Animados com a vitória e confiantes na sua superioridade, seguiram as forças de Rui Mosquera, por terra e por mar (no navio francês capturado), caindo sobre São Vicente, matando, queimando, saqueando e destruindo, desde a Vila até o Porto de São Vicente (situado na atual Ponta da Praia), onde pilharam trapiches e navios ali fundeados. (Rocha Pombo em “História do Brasil”, vol III). Durante esse ataque morrera Henrique Montes, para alguns o traidor do Bacharel.
Segundo o historiador Pedro Calmon, em “História do Brasil”, vol. I, pág.177, depois disso não há mais sinal do homem misterioso de Cananéia. Rui Mosquera seguiu para Santa Catarina. Dois anos depois da pilhagem em São Vicente de 1534, a rainha da Espanha lhe escrevia, encarecendo o seu auxílio à missão de Gregório de Pesquera, que foi inspirada pelos receios causados pelos aprestos, em Viana, da frota de Pero do Campo Tourinho. A carta da rainha ao Bacharel, em 1536 considerava incontestável o litoral vicentino, dentro da jurisdição espanhola, e estimava-se a sua colaboração. Expressava-se assim:
“Real cédula al bachiller de la Cananea para que preste su ayuda a Gregório de Pesquera, Valladolid, 9 de setiembre de 1536. La reina...bachiller... que residia en la Cananea que es en la tierra que hay en la del Rio de La Plata, sabe que yo hé mandado tomar cierto asiento e capitulación con Gregório de Pesquera Rosa sobre el hacer e crear e grangear ciertaespeceria en esa tierra e le he proveydo de la governación della en cual se va a servir el dicho oficio y entender en la dicha grangeria como del sabreis e por lo que yo he sido informado que vos a que estais en esa tierra muchos dias e teneis en ella vuestra mujer y hijos yo vos ruego y encargo que persona que estareis informando la calidad de ella deyes al dicho Gregório de Pesquera todos los avisos que vierdes que convienen para el bien de la dicha grangeria e le ayudeis en todo aquello que buonamente podeys, comoa persona que va en nuestro servicio y en lo demás que os vierdes que nos podays servir em esa tierra lo hagays teniendo por cierto que mandaré tener memória de vuestros servicios para os hacer a vos y a vuestros hijos la merced que oviere lugar de Valladolid a nueve dias del mes de setiembre de quinientos y trenta e seis años / y ola Reina / Refarendada samano señalada de Beltran y Velásquez.” (Humanidades” , tomo XXV, 1ª. Parte, Buenos Aires – 1936.)
------
_SUAS INSTRUÇÕES_.
Pode transcrever palavra por palavra, do texto sobre o saque de São Vicente, tudo desde "Animados com a" até "traidor do Bacharel."?

_DADOS REGISTRADOS_.
------
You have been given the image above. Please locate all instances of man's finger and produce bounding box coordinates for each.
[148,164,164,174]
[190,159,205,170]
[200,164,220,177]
------
_RESPOSTA COMPLETA_.
Animados com a vitória e confiantes na sua superioridade, seguiram as forças de Rui Mosquera, por terra e por mar (no navio francês capturado), caindo sobre São Vicente, matando, queimando, saqueando e destruindo, desde a Vila até o Porto de São Vicente (situado na atual Ponta da Praia), onde pilharam trapiches e navios ali fundeados. (Rocha Pombo em “História do Brasil”, vol III). Durante esse ataque morrera Henrique Montes, para alguns o traidor do Bacharel.